— ФРАГМЕНТ ИНТЕРВЬЮ —

----

С моей точки зрения, лучше такие вопросы, чем никаких. Опять же, у людей очень разные ситуации. Часто бытовые вопросы позволяют узнать о человеке что-то дополнительное. Потому что, когда студент спрашивает: «Кормят ли вечером?» – это более-менее понятно. Но когда человек лет 30 или больше и начинает задавать похожие вопросы, это приводит к короткому диалогу, из которого можно узнать что-нибудь интересное. Например, что у человека дикий кредит, и он живет впроголодь. Это уже полезная информация. Она помогает сделать правильное предложение, и дает представление о том, над чем работать, чтобы сотрудник мог фокусироваться на задачах и продуктах, а не думать о том, где ему достать лишнюю буханку хлеба.
Executive.ru: То есть идете навстречу?
С.П.: Ну, это зависит от ситуации. Мы – не благотворительный фонд, но если человек способен повысить ценность нашей команды знаниями, опытом, работоспособностью – и, скажем, по нашим оценкам и по рынку его зарплата должна быть 150 тыс. руб., то надбавка в 10 или 20 тыс. руб. позволит ему не думать о второй работе, действовать более эффективно – ее имеет смысл сделать, правда?
Executive.ru: Безусловно. Кстати, я слышал, что некоторым членам команды в Acronis дают опционы. Это какие-то исключительные случаи?
С.П.: В западных компаниях обычно есть специальная политика, которая определяет уровни для всех сотрудников. В зависимости от того, на каком уровне человек, он получает соответствующий опцион на акции. Примерно такую же вещь мне хочется сделать для Acronis. Пока у нас нет такой политики. Но некоторым ключевым сотрудникам мы действительно выдаем опционы.
Надо понимать, что даже при наличии единых правил выдачи опционов, из них периодически приходится делать исключения. Потому что штатная политика обычно предусматривает только небольшие гранты. Если человек ценный, с большим трудом его переманили и для него мотивация акциями очень важна – понятно, что придется сделать опцион, независимо от штатной политики. Такая практика у нас есть, мы выдаем опционы ключевым инженерам. Но нужно, наверное, все-таки доделать и общую программу опционов, чтобы все понимали, как это работает.
Executive.ru: А как работает политика опционов?
С.П.: Никаких жестких правил с точки зрения законодательства, насколько я понимаю, нет. Но в большинстве компаний опционы выдаются с периодом передачи в четыре года. То есть, человек получает право выкупить акции в рамках опционной программы в течение четырех лет. В конце первого года он получает право выкупить 25% пакета. А дальше каждый месяц начинает к этим 25% прибавлять по 1/36 от остатка. И через четыре года получается, что ему переданы все акции из опционного пакета.
Обычно у опционов есть срок жизни. Как правило, это 10 лет. То есть, если сегодня человеку дали опцион, то решение купить эти акции он должен принять не позже, чем через 10 лет. Если человек покидает компанию, ему дается какой-то период, в течение которого те акции, которые уже переданы, он может выкупить – либо решить не выкупать их. Как правило, этот период после окончания работы в компании составляет от 30 до 90 дней.
Executive.ru: Какие еще виды поощрений практикуются в Acronis? Премии за патенты, например?

----

Строки набора данных

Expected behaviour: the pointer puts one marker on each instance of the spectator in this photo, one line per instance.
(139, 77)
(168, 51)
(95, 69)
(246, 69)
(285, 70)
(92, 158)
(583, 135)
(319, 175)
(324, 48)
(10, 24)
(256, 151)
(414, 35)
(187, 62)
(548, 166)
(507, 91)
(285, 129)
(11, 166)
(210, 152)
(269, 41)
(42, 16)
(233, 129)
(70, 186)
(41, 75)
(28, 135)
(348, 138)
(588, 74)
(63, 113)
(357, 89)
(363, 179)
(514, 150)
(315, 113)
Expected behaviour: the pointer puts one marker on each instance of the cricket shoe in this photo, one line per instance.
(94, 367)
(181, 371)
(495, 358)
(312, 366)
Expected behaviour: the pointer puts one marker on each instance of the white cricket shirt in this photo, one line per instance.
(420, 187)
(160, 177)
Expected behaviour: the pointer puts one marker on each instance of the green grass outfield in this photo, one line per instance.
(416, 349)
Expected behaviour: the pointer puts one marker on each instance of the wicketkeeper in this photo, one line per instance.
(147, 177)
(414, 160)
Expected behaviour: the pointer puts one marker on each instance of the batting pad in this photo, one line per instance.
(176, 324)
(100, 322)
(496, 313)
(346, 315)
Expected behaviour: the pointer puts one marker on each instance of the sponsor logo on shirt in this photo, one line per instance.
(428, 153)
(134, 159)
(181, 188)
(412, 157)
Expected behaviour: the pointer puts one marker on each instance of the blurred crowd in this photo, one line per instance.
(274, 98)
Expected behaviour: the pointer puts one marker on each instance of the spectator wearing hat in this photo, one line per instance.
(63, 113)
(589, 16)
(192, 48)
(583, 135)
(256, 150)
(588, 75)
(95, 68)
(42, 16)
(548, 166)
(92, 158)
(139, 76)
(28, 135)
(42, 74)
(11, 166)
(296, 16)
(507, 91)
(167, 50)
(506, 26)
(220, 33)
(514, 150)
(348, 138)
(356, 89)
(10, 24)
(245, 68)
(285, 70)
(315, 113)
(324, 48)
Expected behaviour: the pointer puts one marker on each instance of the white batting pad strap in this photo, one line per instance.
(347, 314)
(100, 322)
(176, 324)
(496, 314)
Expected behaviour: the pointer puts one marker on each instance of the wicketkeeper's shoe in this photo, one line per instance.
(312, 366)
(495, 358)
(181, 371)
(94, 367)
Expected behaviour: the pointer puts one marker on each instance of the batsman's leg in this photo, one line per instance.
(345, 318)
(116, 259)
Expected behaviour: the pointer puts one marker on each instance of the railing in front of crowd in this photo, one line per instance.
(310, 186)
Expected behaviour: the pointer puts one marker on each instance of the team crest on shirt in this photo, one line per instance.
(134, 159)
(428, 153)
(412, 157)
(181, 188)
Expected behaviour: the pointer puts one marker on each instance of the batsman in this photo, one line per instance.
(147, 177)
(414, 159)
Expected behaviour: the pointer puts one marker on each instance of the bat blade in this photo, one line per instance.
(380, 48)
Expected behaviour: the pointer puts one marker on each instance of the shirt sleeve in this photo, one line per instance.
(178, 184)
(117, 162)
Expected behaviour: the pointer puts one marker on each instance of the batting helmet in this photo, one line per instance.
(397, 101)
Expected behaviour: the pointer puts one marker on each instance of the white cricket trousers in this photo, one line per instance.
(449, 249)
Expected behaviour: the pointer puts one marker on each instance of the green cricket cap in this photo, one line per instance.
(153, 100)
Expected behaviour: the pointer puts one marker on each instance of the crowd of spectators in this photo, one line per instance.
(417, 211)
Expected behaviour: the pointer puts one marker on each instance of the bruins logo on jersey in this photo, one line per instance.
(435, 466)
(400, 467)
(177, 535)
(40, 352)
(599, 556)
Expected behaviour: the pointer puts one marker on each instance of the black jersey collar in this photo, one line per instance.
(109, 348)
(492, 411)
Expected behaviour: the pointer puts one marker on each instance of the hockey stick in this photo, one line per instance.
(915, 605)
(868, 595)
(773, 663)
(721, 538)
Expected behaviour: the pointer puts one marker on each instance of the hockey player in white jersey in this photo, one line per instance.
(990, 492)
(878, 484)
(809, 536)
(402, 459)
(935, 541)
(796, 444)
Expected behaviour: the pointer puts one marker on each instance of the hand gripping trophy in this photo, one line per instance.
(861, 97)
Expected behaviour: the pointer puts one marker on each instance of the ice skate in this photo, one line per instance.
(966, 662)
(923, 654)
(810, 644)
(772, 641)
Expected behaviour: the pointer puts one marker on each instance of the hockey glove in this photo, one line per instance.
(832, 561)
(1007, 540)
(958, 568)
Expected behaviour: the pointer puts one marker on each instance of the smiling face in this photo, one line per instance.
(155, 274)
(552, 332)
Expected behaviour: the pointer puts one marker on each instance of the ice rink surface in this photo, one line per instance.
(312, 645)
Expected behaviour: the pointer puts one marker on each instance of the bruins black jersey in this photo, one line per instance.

----

— ЗАДАНИЯ —
a - Какой срок жизни опционов, как правило, называется во фрагменте интервью?
b - Верните из фрагмента интервью точный отрывок, начиная со слов «С.П.: В западных» и заканчивая словами «действительно выдаем опционы.».
c - Продолжите фрагмент интервью об опционах в Acronis, начав сразу после его последней реплики.

— ОЖИДАЕМЫЕ РЕЗУЛЬТАТЫ —
a - Как правило, 10 лет.

b -
С.П.: В западных компаниях обычно есть специальная политика, которая определяет уровни для всех сотрудников. В зависимости от того, на каком уровне человек, он получает соответствующий опцион на акции. Примерно такую же вещь мне хочется сделать для Acronis. Пока у нас нет такой политики. Но некоторым ключевым сотрудникам мы действительно выдаем опционы.

c -
С.П.: Тут важны не только и не столько премии. Людям нравится, когда их имя стоит в патенте. Между тем, создание патента – коллективная работа. Потому что патентное ведомство общается своим специфическим языком, который достаточно тяжело дается инженерам. Даже без учета того, что там английский язык, а не русский, если мы говорим о патентном офисе США. Соответственно, нужны специальные люди и юристы, которые из идеи делают сначала патентную заявку, потом общаются с патентным офисом, чтобы прояснить какие-то моменты, снять возражения. Поэтому это коллективная работа. Но в списке изобретателей у нас всегда присутствуют те инженеры, которые озвучили оригинальную идею.
Денежные бонусы тоже есть. Первый этап – когда патентная заявка подана, выплачивается 50% бонуса. Это $600, то есть около 40 тыс. руб. Второй этап – когда наконец-то патент становится патентом. Обычно между двумя этими событиями проходит достаточно большое количество времени, три года или больше. Тем не менее, мы стараемся это отслеживать, и после получения патента выплачиваем автору идеи вторую половину бонуса.
Executive.ru: Кстати, как сейчас обстоят дела с патентами? В 2013 году вы поставили перед Acronis Labs цель в 200 патентов за три года. Сейчас 2015-й. Сколько патентов, подсчитываете?
С.П.: Конечно, подсчитываем. Уже подано порядка 100 патентов. То есть, получается около половины от намеченной цифры. Но мы делаем дополнительные усилия, чтобы ускориться. Сейчас думаю, что 200 за поставленный срок мы может быть и не получим, но цифра будет безусловно сравнимая.
Executive.ru: Как вы оцениваете нематериальную мотивацию? А сотрудники ваши как оценивают?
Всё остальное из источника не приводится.